PASSAGE PROVIDED>
The Mummy: what our obsession with ancient Egypt reveals

Christina Riggs

With another version of The Mummy menacing cinemas, the “curse of the pharaohs” is back. Again. Hollywood’s determination to put marauding mummies in our sights suggests we still haven’t reached “peak curse”, almost a century after the sudden death of Lord Carnarvon made headlines.

So why was the idea of ill-fated Egyptology so alluring in the 1920s, when Carnarvon and Howard Carter found Tutankhamun’s tomb – and why does it keep returning to haunt us? One answer is that our obsessions are never really about the ancient past. They arise from the perspective people develop at a given moment, as they use the ancient past to express their own anxieties – and aspirations.

The 1920s offers a case in point, as I explore in my new book. At the same time the treasures of Tutankhamun and the curse of the pharaohs caught the imagination of mainstream culture, two modernist movements (Pharaonism in Egypt, the Harlem Renaissance in America) were interpreting ancient Egypt in a very different way. To them, ancient Egypt was an inspiration to take seriously, not turn into a fun, or a fright, show.

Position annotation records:

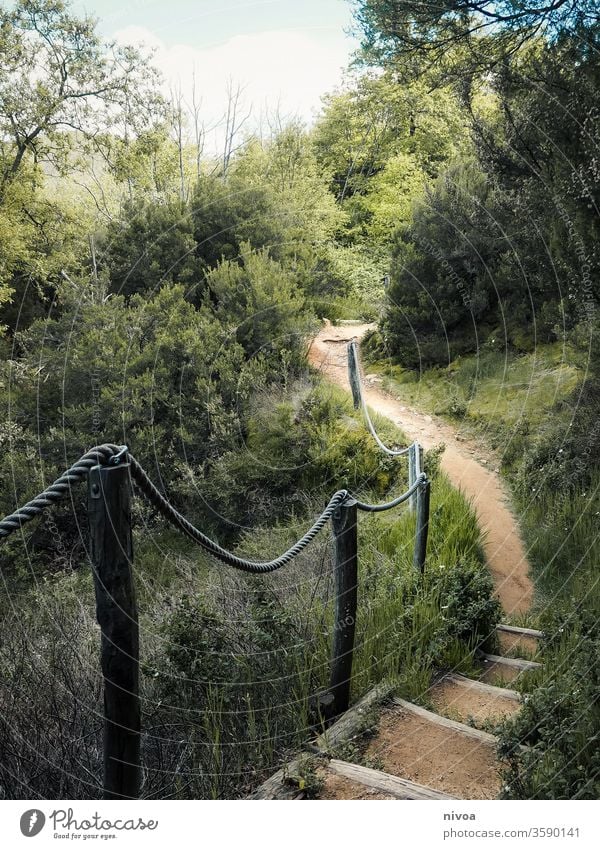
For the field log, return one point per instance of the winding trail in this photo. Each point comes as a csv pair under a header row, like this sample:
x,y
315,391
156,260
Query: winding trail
x,y
463,461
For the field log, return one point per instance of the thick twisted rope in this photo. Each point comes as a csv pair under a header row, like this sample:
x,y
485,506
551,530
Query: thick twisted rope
x,y
61,486
359,400
108,453
175,518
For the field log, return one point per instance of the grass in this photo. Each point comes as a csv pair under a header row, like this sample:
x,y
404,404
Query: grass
x,y
493,390
525,406
229,662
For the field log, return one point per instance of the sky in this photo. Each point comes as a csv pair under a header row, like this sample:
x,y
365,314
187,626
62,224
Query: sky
x,y
284,53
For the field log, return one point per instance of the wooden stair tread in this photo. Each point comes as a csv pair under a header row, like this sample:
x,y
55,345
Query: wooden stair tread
x,y
525,632
385,783
468,700
481,686
450,724
515,662
435,752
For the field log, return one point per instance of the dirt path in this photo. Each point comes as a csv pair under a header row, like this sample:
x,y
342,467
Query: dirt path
x,y
465,463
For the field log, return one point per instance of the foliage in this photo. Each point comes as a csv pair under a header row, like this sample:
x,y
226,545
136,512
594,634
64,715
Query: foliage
x,y
87,87
560,719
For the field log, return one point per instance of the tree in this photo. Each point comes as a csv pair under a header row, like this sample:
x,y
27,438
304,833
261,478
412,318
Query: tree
x,y
87,87
480,33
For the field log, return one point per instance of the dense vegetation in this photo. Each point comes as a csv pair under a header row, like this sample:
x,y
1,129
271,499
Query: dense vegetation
x,y
154,295
494,296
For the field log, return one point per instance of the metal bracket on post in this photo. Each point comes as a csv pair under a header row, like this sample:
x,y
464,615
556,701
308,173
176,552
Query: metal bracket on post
x,y
344,522
422,525
109,511
415,467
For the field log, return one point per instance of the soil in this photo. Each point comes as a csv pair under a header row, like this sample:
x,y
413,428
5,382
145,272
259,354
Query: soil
x,y
338,787
467,464
461,702
416,749
520,644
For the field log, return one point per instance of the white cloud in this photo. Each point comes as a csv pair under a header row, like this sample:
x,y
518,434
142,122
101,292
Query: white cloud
x,y
289,69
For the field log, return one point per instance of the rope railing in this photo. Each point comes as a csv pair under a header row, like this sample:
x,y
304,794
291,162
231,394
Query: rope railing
x,y
110,469
360,403
109,454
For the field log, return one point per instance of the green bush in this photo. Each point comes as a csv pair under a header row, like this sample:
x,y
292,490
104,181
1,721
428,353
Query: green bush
x,y
559,722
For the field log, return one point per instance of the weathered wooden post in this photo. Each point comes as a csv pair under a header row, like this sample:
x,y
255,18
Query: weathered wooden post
x,y
109,497
344,522
415,467
422,526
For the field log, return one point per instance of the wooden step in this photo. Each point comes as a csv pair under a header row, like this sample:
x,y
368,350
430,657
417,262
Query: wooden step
x,y
525,632
436,752
464,698
512,638
352,723
444,722
345,780
497,668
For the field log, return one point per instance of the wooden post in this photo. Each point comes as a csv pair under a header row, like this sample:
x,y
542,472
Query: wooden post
x,y
344,522
415,467
422,526
109,496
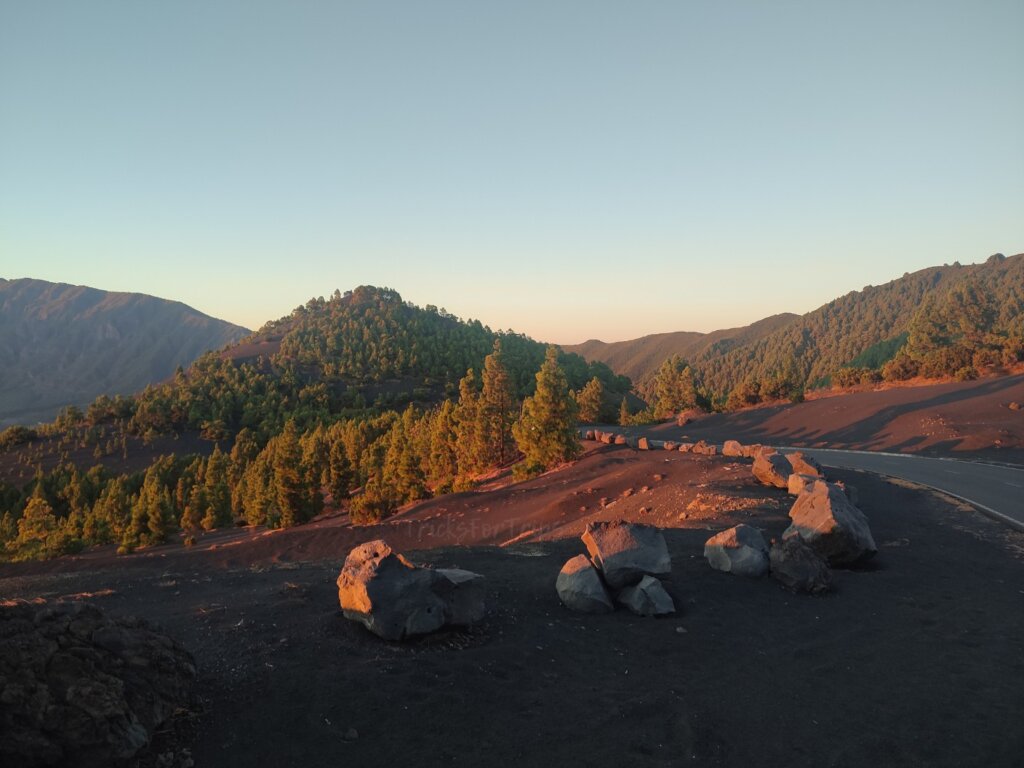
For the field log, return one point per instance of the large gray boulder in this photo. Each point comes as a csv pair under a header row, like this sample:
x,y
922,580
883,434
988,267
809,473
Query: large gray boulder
x,y
81,688
580,587
804,465
798,567
732,448
395,600
464,594
827,521
739,550
772,469
627,552
647,598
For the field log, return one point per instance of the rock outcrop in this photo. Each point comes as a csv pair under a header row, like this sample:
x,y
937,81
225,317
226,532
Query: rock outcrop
x,y
626,559
626,552
798,482
827,521
772,469
732,448
798,567
804,465
647,598
739,550
581,589
395,600
80,688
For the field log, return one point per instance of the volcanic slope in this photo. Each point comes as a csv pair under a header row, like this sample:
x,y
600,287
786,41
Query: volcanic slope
x,y
287,680
811,347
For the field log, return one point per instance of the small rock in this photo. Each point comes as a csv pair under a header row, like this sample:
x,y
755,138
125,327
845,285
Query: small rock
x,y
580,587
648,598
739,550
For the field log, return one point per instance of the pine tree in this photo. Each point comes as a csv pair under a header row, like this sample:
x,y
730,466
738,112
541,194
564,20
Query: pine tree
x,y
342,476
589,399
292,495
546,433
443,463
467,422
674,388
496,411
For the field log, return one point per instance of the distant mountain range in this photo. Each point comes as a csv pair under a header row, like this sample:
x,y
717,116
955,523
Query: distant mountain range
x,y
62,344
638,358
809,348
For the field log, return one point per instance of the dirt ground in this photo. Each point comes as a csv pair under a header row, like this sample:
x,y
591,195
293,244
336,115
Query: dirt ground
x,y
915,659
967,420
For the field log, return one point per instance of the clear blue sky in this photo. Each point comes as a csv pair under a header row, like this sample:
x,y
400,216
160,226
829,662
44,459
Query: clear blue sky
x,y
567,169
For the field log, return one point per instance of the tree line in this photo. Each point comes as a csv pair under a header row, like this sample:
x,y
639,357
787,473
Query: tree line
x,y
370,466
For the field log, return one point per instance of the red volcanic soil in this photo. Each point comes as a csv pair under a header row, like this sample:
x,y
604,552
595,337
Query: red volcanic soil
x,y
915,659
963,419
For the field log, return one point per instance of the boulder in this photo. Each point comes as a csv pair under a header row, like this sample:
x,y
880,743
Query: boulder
x,y
739,550
805,465
732,448
78,687
799,481
395,600
580,587
464,594
772,469
626,552
647,598
827,521
799,567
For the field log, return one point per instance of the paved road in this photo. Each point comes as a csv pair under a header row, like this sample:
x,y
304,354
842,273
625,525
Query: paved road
x,y
998,491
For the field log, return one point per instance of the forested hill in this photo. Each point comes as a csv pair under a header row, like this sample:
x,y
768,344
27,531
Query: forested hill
x,y
62,344
359,352
869,325
639,358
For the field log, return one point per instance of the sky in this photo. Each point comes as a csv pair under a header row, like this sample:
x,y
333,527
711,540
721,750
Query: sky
x,y
569,170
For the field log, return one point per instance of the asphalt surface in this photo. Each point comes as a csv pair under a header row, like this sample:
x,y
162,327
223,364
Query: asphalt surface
x,y
995,489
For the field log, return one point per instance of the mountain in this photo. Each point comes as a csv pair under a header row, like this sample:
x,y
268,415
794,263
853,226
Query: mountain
x,y
866,327
62,344
638,358
359,351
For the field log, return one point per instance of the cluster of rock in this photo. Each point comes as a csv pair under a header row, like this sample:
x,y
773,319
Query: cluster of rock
x,y
649,443
395,599
826,528
626,560
610,438
80,688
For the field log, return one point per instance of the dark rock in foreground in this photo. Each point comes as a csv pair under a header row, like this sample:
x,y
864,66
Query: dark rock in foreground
x,y
580,588
647,598
739,550
395,600
79,688
799,567
824,517
627,552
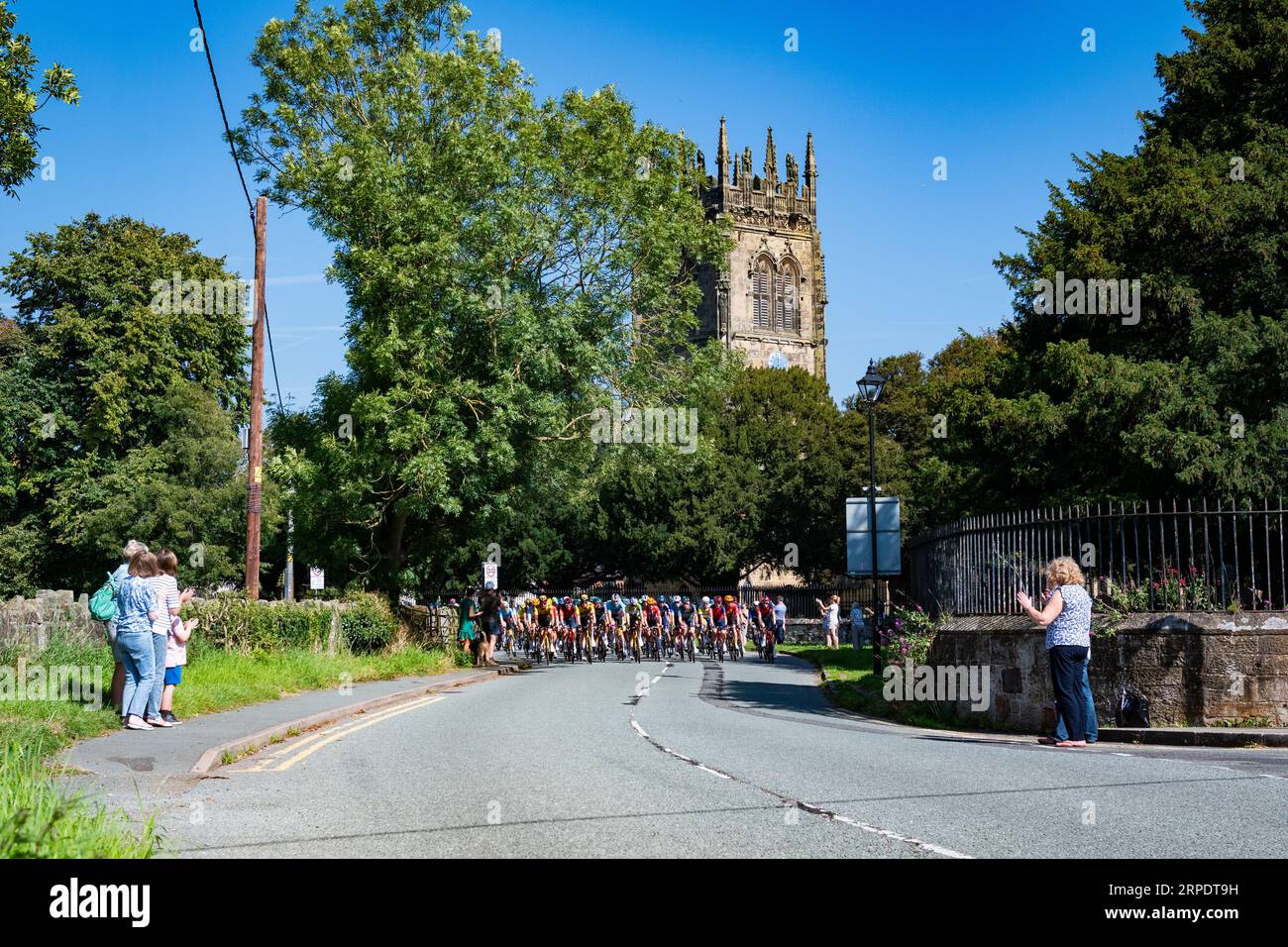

WHAT YOU SHOULD DO> Restate the article on ancient Egypt from "Christina Riggs" to "anxieties – and aspirations.", swapping "cinemas" for "theaters".

ANSWER TO THIS PROBLEM>
Christina Riggs

With another version of The Mummy menacing theaters, the “curse of the pharaohs” is back. Again. Hollywood’s determination to put marauding mummies in our sights suggests we still haven’t reached “peak curse”, almost a century after the sudden death of Lord Carnarvon made headlines.

So why was the idea of ill-fated Egyptology so alluring in the 1920s, when Carnarvon and Howard Carter found Tutankhamun’s tomb – and why does it keep returning to haunt us? One answer is that our obsessions are never really about the ancient past. They arise from the perspective people develop at a given moment, as they use the ancient past to express their own anxieties – and aspirations.